Action item => In the entries below, find the lines that include "white" and give their number as the whole reply.

[Data items]
%%
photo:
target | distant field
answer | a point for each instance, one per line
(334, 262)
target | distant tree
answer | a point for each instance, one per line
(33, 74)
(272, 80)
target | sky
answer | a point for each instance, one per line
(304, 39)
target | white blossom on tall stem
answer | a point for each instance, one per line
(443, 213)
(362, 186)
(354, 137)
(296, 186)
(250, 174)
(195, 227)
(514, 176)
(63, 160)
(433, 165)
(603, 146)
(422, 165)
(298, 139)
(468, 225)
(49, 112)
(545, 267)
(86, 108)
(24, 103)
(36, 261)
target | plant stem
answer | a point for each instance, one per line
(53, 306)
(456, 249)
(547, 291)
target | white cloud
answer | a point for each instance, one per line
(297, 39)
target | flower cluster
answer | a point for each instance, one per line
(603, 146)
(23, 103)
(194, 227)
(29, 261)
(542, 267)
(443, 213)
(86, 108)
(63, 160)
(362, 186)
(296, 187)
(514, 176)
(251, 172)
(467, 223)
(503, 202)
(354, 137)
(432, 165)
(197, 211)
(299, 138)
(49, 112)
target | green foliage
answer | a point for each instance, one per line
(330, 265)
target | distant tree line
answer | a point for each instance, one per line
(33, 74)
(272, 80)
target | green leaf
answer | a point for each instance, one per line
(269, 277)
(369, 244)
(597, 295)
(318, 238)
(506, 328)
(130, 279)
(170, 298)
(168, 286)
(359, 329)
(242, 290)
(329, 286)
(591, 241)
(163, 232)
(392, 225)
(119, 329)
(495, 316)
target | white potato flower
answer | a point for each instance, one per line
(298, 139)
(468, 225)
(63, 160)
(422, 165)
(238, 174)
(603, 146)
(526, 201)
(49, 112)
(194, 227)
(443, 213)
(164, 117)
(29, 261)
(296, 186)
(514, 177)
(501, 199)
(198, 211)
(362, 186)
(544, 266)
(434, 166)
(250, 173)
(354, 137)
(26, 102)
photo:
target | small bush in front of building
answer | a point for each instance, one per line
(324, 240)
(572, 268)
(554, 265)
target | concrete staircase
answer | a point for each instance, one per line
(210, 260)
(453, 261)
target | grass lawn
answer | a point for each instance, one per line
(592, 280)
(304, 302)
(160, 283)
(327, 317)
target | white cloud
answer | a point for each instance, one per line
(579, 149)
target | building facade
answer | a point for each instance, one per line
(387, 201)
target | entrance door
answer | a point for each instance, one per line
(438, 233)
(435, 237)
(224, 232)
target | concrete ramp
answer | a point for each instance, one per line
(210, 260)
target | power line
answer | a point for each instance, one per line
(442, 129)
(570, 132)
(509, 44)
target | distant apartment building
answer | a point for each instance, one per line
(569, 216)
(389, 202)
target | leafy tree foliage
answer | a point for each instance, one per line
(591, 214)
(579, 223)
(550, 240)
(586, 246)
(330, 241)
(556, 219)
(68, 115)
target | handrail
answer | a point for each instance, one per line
%%
Response to the exercise => 4